┌────────
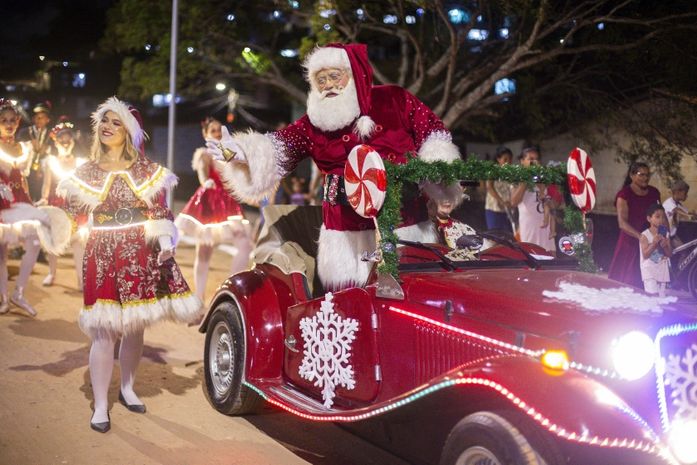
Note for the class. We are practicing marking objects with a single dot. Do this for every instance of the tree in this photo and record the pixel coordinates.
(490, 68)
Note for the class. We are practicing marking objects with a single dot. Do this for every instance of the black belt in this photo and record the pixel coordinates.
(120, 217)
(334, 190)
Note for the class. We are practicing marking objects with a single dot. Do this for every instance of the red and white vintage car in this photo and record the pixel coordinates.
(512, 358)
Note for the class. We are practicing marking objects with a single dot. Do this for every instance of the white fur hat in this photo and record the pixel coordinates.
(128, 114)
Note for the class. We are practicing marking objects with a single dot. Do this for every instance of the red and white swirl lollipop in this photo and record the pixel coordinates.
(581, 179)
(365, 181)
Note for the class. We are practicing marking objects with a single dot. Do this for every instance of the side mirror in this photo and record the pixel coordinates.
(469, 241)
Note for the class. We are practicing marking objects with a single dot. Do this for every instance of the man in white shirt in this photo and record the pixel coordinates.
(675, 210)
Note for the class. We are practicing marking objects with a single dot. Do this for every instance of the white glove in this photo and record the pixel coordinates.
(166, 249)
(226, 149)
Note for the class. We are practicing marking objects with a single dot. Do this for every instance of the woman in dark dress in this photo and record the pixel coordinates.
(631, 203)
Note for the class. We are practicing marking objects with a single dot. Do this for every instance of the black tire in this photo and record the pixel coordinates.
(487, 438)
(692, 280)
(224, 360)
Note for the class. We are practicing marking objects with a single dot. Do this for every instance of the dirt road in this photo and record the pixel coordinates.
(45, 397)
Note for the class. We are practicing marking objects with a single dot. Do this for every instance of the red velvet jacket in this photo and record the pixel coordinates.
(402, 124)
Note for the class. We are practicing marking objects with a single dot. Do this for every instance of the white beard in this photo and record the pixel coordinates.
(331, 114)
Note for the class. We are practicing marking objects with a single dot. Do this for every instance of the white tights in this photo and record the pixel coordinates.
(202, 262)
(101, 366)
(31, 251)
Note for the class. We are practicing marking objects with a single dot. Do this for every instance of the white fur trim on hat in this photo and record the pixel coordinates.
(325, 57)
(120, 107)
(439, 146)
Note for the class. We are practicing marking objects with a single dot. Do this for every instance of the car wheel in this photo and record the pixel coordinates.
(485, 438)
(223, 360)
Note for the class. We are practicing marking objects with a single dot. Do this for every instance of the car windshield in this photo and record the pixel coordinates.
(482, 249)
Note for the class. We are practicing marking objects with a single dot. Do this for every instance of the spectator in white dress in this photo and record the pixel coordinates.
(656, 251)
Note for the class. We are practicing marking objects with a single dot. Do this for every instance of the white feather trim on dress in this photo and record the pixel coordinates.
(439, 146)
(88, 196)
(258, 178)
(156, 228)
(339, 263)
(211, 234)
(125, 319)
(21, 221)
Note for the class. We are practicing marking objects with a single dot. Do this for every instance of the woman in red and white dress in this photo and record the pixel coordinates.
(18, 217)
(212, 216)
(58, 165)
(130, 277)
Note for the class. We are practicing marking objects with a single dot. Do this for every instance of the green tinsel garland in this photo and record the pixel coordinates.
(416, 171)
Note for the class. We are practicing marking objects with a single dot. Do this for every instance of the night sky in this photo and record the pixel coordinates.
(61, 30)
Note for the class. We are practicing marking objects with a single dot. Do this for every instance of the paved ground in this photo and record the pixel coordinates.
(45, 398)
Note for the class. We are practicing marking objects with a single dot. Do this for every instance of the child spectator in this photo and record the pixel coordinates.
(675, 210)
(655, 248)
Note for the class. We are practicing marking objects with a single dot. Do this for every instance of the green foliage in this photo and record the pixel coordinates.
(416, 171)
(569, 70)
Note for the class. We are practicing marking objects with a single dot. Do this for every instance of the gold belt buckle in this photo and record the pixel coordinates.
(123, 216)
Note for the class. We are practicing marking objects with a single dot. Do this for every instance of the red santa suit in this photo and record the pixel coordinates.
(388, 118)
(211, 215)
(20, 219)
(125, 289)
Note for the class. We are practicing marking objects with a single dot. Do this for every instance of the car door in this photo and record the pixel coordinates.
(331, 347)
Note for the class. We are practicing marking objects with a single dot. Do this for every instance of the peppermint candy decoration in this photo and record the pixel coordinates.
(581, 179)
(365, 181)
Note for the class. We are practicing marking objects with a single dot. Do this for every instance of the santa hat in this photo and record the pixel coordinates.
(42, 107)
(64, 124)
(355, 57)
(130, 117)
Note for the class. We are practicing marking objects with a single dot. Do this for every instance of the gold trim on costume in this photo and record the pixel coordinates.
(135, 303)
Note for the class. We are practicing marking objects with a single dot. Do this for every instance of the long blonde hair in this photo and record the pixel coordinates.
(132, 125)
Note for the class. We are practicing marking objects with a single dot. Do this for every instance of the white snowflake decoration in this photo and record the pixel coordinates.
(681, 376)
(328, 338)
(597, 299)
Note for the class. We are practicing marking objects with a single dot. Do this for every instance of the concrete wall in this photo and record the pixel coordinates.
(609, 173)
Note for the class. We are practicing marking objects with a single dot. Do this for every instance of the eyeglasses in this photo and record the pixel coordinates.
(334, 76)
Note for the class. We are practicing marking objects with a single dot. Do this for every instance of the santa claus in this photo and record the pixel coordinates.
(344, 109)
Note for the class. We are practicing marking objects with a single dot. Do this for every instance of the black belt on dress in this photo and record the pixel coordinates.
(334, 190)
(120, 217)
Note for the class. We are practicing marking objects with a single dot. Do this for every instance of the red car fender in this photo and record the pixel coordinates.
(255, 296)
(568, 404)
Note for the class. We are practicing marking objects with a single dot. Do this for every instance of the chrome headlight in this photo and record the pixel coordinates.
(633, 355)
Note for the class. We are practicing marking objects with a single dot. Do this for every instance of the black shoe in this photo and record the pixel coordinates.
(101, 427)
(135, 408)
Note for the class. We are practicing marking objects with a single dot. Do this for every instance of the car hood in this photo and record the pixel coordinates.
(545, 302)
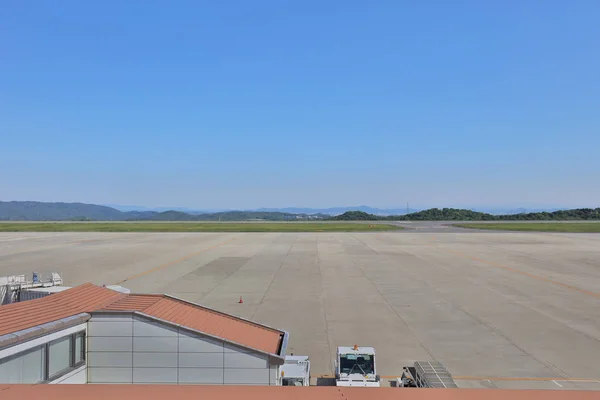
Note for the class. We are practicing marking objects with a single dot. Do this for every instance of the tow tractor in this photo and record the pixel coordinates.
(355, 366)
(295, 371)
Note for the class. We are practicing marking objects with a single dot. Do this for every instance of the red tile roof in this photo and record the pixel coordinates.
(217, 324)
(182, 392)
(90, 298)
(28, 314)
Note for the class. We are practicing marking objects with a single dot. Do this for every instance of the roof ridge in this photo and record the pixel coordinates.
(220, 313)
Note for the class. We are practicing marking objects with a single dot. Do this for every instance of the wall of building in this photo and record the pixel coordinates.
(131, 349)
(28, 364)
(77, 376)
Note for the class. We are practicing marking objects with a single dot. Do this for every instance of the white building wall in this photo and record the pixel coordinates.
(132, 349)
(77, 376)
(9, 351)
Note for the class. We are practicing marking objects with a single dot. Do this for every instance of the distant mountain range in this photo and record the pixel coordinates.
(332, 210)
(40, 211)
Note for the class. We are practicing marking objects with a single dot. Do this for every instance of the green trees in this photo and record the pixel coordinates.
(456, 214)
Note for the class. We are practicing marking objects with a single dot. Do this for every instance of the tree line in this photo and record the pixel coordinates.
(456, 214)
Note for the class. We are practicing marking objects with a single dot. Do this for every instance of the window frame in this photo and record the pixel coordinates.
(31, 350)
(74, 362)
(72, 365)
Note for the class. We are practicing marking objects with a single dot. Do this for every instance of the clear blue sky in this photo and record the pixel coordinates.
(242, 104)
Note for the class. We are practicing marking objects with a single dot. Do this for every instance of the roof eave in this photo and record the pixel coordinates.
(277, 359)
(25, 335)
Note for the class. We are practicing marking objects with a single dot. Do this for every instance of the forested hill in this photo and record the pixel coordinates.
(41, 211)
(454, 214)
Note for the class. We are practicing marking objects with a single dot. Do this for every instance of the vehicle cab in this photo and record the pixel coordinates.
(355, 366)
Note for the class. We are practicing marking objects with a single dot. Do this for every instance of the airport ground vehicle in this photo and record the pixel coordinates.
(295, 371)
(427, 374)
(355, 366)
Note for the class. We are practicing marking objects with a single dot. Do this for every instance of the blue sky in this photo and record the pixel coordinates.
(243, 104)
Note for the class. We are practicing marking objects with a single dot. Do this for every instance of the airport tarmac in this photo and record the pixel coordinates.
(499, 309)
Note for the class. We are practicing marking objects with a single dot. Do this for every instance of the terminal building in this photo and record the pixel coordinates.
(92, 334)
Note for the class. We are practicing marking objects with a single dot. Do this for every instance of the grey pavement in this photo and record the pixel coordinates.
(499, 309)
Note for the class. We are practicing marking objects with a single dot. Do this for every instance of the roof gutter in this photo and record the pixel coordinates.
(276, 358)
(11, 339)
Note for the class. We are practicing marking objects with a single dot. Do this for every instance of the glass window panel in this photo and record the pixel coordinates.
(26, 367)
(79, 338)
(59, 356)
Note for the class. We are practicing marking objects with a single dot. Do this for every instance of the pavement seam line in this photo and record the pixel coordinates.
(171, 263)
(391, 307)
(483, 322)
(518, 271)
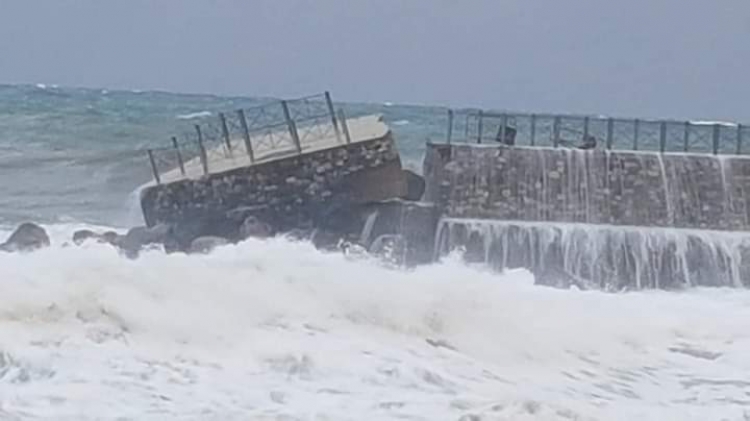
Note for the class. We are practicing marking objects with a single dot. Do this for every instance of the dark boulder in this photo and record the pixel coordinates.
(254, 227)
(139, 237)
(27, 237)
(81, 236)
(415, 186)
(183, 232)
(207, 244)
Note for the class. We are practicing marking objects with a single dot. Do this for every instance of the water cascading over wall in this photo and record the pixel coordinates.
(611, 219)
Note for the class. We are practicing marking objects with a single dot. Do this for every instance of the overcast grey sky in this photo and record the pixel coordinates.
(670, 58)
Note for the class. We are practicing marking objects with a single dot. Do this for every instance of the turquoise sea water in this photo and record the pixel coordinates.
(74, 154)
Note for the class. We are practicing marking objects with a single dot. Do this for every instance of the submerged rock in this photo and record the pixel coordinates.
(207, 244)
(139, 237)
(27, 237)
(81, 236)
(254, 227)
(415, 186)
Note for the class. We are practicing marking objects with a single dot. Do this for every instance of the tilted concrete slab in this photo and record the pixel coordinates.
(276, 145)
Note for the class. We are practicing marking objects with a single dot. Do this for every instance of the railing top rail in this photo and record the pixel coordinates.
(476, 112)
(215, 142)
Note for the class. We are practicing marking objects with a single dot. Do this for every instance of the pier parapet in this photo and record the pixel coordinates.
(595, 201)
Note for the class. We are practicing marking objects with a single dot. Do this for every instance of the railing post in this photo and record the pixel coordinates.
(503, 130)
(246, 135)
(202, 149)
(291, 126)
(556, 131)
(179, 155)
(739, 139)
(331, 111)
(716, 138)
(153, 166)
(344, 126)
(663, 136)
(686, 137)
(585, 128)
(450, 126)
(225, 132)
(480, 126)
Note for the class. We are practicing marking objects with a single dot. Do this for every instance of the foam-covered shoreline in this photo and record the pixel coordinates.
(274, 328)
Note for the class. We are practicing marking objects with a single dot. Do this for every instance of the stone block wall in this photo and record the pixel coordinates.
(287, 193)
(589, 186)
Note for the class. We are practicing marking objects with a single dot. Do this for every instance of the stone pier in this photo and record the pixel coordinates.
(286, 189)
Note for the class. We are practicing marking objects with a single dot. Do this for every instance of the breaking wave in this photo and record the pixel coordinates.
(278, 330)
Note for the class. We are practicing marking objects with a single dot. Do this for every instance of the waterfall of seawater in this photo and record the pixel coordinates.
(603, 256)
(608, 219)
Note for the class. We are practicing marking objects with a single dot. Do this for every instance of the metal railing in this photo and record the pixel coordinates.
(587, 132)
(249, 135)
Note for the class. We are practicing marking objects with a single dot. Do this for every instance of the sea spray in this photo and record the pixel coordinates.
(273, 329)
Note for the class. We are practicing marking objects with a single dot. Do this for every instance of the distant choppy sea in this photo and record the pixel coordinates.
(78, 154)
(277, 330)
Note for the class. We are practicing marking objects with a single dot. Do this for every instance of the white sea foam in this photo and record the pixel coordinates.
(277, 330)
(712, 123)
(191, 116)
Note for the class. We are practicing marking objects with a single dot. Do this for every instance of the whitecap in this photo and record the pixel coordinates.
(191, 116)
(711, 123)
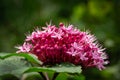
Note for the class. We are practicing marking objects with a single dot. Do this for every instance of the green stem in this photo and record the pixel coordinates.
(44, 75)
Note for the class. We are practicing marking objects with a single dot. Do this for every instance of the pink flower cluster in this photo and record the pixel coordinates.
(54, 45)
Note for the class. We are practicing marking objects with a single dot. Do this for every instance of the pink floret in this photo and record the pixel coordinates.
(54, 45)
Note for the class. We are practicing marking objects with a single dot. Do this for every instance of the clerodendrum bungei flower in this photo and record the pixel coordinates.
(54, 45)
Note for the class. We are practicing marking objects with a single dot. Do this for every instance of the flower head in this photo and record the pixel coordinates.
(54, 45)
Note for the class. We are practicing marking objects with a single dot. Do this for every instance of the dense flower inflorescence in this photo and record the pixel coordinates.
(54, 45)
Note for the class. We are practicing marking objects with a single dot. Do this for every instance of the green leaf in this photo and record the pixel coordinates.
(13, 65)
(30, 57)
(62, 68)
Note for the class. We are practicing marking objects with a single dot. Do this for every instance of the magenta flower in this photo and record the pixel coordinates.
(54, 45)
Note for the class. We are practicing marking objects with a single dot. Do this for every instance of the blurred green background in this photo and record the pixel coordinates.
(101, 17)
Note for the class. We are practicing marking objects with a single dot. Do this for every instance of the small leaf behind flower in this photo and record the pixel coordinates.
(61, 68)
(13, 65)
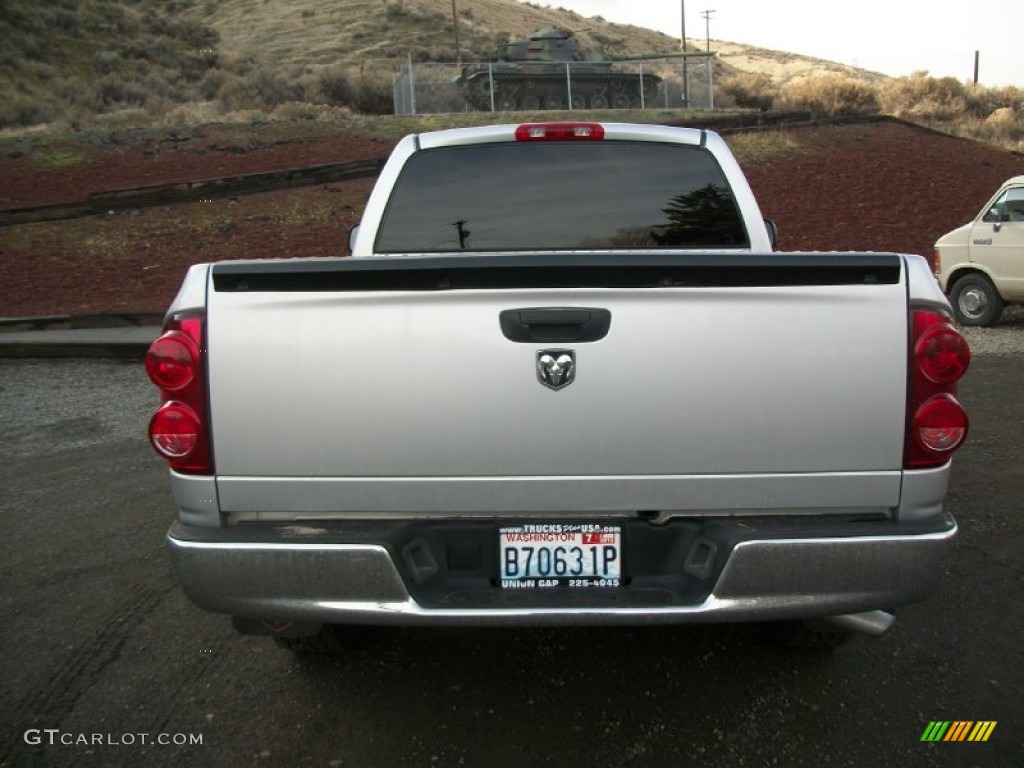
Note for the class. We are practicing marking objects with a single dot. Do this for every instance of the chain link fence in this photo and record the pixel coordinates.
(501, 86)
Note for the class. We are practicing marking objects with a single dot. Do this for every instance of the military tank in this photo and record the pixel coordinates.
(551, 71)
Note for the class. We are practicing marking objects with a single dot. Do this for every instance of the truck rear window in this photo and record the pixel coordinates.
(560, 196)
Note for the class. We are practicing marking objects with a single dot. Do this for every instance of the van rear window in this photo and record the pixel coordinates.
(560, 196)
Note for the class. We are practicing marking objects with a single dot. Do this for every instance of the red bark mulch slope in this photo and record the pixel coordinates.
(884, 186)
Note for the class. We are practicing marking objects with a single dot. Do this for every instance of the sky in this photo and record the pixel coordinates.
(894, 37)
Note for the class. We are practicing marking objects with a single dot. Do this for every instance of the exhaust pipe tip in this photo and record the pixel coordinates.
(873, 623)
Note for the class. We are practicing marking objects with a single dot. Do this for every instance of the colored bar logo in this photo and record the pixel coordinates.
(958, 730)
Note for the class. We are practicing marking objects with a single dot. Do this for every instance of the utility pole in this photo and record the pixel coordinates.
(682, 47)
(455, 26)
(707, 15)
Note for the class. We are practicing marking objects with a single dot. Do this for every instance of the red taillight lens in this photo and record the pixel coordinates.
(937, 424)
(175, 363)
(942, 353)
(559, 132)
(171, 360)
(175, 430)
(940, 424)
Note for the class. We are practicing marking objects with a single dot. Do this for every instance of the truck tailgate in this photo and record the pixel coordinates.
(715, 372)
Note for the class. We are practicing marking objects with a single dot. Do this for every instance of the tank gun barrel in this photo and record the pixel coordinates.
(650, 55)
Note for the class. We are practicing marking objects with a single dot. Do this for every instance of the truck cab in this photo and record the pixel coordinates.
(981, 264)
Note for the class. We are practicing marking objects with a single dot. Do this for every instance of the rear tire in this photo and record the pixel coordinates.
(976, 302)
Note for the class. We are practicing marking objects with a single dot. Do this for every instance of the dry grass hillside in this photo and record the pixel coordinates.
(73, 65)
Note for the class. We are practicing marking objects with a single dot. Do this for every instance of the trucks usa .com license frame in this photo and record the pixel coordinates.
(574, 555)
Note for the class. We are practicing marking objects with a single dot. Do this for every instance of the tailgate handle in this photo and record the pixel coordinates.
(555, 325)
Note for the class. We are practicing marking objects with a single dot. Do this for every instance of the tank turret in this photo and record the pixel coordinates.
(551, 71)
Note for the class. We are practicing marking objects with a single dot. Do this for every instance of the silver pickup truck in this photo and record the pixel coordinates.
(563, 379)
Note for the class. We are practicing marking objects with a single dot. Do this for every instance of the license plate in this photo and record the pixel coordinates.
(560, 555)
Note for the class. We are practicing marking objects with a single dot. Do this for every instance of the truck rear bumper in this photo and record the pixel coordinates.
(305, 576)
└────────
(What the task requires) Could you give the items again from the line with "the dry grass" through the end of the items, changing "tailgate handle" to "tailgate latch" and keeping everything else the same?

(Task solution)
Note for the class. We are practicing marking objects with a single dot. Do this for every instance of the dry grass hillside in this photo and record the pixel coordinates.
(73, 65)
Note for the class. We are practicing marking objects with a single dot. Do this for every instance of the trucks usa .com license frame in this photo and record the pixel coordinates.
(574, 555)
Note for the class. We are practicing marking objects with a single dot. Do this for every instance of the tailgate latch in this photo and record the pixel coordinates.
(555, 325)
Note for the class. We are practicing marking objects with a single dot. Do this for every instance of the tank turret in this photo and record the pixel coordinates.
(551, 71)
Note for the class. We are practicing marking objects with a single dot. Do this for every instance of the silver pickup truck in this photo and record the pixel coordinates.
(563, 379)
Note for the class. We are practicing marking objects with a single dot. Do this for every instance of the license plate in this photo and record the pixel coordinates.
(560, 555)
Note for the class. We are practicing marking objects with a single dot. Do this for every instance of the truck rear bumper in this photo and record the pixel coordinates.
(305, 576)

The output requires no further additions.